▶ Exercise
Report each line in the records below that contains the word "coming", copying every such line in full.

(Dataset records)
============================================================
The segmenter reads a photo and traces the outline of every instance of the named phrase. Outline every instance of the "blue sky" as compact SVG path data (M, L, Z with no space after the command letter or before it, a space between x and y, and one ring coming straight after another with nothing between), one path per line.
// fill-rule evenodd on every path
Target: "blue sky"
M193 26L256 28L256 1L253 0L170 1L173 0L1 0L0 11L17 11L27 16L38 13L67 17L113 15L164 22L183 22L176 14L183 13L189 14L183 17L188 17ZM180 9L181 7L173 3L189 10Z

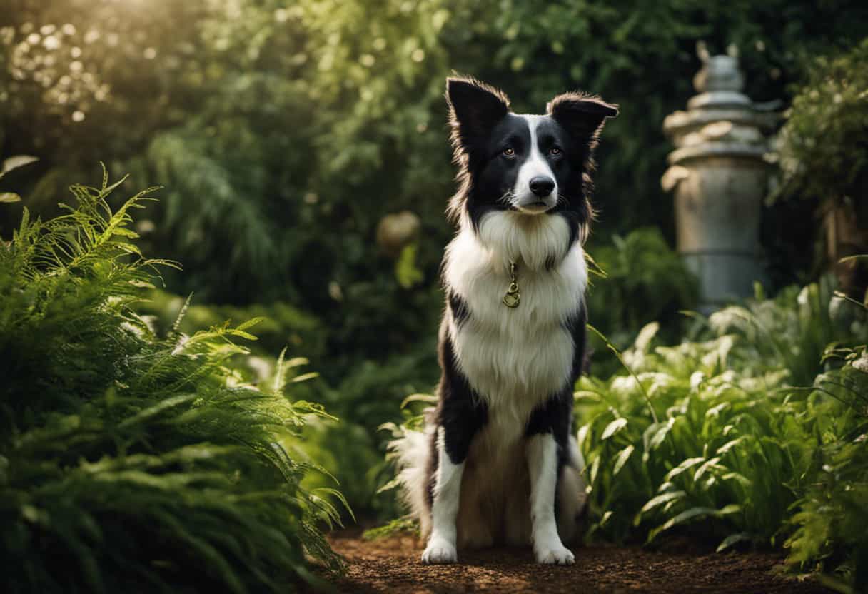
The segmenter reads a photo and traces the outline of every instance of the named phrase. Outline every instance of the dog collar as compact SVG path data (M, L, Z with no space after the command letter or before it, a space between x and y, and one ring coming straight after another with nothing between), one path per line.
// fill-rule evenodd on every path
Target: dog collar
============================================================
▶ Answer for this exercise
The segmenter reads a photo and traces the outline of every instance of the named phrase. Outline every instance of the "blue sky" as compact SVG path data (M, L, Z with no space after the command letter or before it, a space between x and y, and one ring coming straight after another with nothing between), one path per line.
The segmenter reads a photo and traces the outline of every instance of the named phrase. Outline every instance of the dog collar as compact SVG path data (M, L, Z with no space after the command letter or before it, a space between x and y, and one ring coming straight after another with nothing between), one path per line.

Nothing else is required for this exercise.